Report how many lines in the data below hold the string "handle". Nothing else should appear in the answer.

# # # #

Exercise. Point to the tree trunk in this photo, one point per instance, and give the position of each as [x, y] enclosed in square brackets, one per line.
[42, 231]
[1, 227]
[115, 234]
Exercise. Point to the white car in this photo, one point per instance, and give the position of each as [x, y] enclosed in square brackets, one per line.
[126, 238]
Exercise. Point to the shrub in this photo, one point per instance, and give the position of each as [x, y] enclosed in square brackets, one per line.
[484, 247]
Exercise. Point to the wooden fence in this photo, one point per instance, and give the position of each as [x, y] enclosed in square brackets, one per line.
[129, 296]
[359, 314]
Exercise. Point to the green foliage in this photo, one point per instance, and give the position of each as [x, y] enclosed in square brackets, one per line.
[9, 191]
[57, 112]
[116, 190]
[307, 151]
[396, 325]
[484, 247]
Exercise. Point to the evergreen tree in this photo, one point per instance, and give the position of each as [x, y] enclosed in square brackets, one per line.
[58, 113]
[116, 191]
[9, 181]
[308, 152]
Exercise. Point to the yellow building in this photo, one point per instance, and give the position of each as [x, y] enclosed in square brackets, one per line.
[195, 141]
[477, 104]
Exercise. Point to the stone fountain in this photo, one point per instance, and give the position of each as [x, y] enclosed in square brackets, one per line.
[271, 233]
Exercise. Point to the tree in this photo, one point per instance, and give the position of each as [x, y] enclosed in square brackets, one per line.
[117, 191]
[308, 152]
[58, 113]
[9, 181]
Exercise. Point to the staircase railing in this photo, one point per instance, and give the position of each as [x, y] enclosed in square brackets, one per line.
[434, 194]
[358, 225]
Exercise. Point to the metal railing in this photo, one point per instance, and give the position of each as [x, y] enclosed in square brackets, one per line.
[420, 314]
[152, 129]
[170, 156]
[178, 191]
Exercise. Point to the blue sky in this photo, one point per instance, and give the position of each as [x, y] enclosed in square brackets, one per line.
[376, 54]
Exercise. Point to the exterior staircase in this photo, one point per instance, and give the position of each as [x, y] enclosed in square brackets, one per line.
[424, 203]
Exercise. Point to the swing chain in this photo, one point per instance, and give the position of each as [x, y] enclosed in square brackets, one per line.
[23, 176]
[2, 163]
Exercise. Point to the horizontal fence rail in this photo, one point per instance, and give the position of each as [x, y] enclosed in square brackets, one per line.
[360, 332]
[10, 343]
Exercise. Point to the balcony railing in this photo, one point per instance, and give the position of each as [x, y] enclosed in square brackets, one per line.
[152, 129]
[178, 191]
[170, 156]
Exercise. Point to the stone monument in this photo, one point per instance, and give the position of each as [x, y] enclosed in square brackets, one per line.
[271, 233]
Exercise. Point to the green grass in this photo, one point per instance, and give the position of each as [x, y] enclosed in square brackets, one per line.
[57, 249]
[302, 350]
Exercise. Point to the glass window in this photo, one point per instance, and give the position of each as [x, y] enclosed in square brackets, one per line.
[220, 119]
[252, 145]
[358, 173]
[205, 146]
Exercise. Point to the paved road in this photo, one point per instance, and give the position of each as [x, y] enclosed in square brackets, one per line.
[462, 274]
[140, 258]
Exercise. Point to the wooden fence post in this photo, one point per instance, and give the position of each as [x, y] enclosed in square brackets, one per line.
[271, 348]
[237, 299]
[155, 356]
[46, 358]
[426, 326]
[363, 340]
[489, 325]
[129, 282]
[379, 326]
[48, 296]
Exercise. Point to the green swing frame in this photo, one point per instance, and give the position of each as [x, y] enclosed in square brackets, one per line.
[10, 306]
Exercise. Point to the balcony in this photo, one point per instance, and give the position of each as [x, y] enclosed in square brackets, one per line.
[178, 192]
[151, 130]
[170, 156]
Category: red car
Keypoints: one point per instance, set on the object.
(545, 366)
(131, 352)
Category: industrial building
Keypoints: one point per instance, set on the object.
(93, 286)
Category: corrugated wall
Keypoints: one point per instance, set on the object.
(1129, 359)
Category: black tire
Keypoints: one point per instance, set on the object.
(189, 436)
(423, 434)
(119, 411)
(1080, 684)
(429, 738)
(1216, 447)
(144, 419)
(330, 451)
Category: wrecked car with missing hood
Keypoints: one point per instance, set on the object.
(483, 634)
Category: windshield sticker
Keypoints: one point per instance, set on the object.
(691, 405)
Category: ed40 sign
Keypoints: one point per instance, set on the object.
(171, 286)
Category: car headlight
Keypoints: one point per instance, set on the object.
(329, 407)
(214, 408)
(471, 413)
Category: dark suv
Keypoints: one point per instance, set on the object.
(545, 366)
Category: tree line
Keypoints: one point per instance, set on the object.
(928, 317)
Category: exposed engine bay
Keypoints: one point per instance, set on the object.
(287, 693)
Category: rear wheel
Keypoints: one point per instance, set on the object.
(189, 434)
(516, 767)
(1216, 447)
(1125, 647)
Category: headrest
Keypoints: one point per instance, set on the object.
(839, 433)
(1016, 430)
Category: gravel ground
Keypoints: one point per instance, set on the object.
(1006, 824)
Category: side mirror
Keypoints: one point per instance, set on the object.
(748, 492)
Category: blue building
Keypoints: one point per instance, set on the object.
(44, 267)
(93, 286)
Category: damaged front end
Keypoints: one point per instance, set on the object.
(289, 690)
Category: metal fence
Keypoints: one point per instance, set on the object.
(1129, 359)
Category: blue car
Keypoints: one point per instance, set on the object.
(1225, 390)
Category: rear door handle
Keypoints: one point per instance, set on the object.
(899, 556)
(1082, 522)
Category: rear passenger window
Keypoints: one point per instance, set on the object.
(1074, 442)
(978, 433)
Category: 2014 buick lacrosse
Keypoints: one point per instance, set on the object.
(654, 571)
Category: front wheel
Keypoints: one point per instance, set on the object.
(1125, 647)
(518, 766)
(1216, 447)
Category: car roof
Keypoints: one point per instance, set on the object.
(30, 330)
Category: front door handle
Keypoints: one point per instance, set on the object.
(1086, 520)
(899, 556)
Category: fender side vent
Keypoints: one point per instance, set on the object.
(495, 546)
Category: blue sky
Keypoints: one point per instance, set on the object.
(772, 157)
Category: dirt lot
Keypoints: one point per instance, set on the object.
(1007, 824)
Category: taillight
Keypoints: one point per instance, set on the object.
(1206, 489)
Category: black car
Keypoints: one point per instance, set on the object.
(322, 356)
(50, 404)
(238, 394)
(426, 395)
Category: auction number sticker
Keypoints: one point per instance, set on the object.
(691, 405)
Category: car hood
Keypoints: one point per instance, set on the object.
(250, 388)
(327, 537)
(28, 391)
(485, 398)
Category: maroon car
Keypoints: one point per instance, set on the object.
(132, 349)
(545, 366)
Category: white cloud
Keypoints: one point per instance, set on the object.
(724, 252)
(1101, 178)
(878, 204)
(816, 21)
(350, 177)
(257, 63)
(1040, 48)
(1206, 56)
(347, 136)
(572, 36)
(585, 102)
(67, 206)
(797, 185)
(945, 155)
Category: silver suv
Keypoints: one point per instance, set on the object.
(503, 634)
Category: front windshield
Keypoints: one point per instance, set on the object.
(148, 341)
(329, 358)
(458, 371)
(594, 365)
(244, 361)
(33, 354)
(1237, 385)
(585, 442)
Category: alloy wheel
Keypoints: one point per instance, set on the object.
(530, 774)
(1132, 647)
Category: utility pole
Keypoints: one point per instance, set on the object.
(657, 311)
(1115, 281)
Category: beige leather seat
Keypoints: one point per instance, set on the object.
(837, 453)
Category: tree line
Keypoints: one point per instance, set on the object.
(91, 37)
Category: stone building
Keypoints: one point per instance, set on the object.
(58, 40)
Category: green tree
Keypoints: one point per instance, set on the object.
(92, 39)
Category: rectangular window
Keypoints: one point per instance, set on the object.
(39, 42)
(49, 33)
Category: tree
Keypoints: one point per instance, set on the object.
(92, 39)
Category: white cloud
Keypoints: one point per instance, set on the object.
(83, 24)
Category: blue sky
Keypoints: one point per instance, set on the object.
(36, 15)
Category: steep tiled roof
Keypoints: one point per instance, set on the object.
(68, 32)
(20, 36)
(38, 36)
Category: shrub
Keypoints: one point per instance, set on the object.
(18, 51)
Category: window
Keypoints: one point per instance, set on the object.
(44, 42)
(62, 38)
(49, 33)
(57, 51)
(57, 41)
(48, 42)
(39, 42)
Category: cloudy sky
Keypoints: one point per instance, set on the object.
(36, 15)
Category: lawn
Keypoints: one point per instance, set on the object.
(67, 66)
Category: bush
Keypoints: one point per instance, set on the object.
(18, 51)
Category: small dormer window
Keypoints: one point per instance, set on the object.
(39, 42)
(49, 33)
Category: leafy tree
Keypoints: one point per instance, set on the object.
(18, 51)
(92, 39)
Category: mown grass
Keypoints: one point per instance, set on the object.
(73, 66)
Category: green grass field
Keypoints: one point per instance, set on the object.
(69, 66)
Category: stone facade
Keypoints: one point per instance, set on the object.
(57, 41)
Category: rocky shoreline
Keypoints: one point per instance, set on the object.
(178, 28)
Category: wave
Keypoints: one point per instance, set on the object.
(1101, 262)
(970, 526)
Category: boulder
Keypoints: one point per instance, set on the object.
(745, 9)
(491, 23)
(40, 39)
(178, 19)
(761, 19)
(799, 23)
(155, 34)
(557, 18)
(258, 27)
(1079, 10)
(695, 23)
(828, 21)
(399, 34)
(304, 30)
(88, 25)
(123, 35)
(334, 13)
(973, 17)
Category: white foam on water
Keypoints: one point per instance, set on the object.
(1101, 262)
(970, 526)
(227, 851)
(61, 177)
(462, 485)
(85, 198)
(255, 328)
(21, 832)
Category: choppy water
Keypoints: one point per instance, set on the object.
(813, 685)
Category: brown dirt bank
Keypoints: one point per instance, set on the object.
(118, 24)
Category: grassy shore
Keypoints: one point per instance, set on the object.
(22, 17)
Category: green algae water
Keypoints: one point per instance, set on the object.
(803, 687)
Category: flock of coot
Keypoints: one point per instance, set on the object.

# # # #

• _Finished task_
2